*GOAL:* Reproduce every line of the listing below word for word, changing nothing.

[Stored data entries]
◆ ◆ ◆ ◆ ◆
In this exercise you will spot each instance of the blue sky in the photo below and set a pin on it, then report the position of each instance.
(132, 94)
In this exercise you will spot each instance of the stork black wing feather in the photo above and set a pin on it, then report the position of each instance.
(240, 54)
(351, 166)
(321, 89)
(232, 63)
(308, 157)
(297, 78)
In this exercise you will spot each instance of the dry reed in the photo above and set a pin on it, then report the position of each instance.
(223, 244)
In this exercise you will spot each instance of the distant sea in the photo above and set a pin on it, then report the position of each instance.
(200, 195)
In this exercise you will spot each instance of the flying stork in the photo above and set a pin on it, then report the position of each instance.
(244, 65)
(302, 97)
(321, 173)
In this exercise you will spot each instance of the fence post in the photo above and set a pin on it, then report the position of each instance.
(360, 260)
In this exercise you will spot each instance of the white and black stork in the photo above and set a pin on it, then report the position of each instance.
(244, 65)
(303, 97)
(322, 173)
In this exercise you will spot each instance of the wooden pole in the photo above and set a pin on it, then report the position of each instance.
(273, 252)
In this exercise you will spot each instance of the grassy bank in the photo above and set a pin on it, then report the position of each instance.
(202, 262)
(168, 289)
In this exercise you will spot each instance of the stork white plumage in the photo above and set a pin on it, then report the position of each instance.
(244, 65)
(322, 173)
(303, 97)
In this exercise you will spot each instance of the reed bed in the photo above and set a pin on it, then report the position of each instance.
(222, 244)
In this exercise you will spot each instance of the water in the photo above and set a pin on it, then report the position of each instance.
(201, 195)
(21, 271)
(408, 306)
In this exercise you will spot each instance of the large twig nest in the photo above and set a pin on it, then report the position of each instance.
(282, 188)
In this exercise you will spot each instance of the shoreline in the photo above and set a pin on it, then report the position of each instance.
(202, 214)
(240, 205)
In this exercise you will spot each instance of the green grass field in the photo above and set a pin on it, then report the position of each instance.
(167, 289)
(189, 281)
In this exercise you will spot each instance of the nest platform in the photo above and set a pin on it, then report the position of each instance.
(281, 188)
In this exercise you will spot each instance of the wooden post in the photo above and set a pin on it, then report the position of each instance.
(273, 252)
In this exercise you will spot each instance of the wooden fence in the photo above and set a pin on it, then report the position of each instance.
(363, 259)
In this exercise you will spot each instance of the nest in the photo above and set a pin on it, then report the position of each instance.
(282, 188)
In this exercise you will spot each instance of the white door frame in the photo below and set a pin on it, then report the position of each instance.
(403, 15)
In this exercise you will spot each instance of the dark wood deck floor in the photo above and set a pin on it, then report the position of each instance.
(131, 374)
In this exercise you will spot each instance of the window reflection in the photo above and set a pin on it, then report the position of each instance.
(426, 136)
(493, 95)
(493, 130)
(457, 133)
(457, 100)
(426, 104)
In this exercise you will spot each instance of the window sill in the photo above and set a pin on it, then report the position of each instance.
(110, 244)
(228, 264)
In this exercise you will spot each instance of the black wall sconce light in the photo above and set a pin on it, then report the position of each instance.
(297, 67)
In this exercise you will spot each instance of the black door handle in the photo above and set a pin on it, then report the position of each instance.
◆ ◆ ◆ ◆ ◆
*FINAL ANSWER:*
In this exercise you will spot each instance of the blue sky in the photo below and set a pin on it, then report the position of each instance.
(132, 94)
In this exercise you will spot each instance of the stork black wing feather in the photo above and set a pin on it, then report the position of each instance.
(240, 54)
(351, 166)
(321, 89)
(232, 63)
(308, 157)
(297, 78)
In this exercise you will spot each instance of the dry reed in the photo above and set a pin on it, then report the position of each instance.
(223, 244)
In this exercise you will spot each instance of the distant sea in the photo above and set a pin on it, then report the position of each instance.
(200, 195)
In this exercise you will spot each instance of the flying stork in the photo above and set a pin on it, then report the position of each instance.
(244, 65)
(302, 97)
(321, 173)
In this exercise you will spot each instance of the fence post in the photo above and set a pin on it, then report the position of each instance.
(360, 260)
In this exercise you will spot each instance of the white and black stork in the photo above and set a pin on it, then report the position of each instance.
(244, 65)
(303, 97)
(322, 173)
In this exercise you will spot each instance of the wooden pole in the photo above and set a pin on it, then report the position of each instance.
(273, 252)
In this exercise you will spot each instance of the grassy bank in the photo above and set a pin on it, then report the position of each instance.
(202, 262)
(168, 289)
In this exercise you will spot each instance of the stork white plumage in the photo above and set a pin on it, then report the position of each instance.
(244, 65)
(322, 173)
(303, 97)
In this exercise you will spot each instance of the reed bed in the photo above and set a pin on it, then report the position of each instance.
(222, 244)
In this exercise you will spot each instance of the water in the photo above and set a pin on it, then report the position of each instance.
(201, 195)
(21, 271)
(408, 306)
In this exercise you will spot each instance of the large twig nest in the photo above and set a pin on it, then report the position of each instance.
(282, 188)
In this exercise you will spot each instance of the shoreline in the photo above and set a pin on it, then report the position of each instance.
(202, 214)
(240, 205)
In this exercise you will spot each instance of the green grass field in the photo above and set a pin on it, then report the position of each instance.
(167, 289)
(189, 281)
In this exercise you will spot each instance of the nest platform in the photo above and set a pin on it, then report the position of each instance.
(281, 188)
In this exercise you will spot each instance of the wooden post in the photo above and set a pin on it, then report the position of each instance.
(273, 252)
In this exercise you will spot each instance of the wooden fence in the photo above and set a pin on it, then report the position of each instance.
(363, 259)
In this exercise you will spot each instance of the nest in the photo above and set a pin on it, then report the position of each instance.
(282, 188)
In this exercise you will spot each instance of the white door frame in the photo below and set a pin on it, then report the position of each instance.
(403, 15)
In this exercise you will spot each instance of the dark wood deck floor in the photo above and set a pin on it, then report the position of each instance.
(131, 374)
In this exercise you will spot each instance of the window reflection in the photo above and set a pin on it, then report the position of each instance.
(426, 136)
(493, 95)
(493, 130)
(457, 133)
(457, 100)
(426, 104)
In this exercise you will spot each instance of the window sill in the photo above and set a pin on it, then report the position of each instance.
(110, 244)
(228, 264)
In this exercise you will spot each instance of the black wall sconce light in the photo above and set a pin on it, then report the position of each instance.
(297, 67)
In this exercise you will spot each instance of the black door handle in the photo above and set a pin on it, then report the position of each instance.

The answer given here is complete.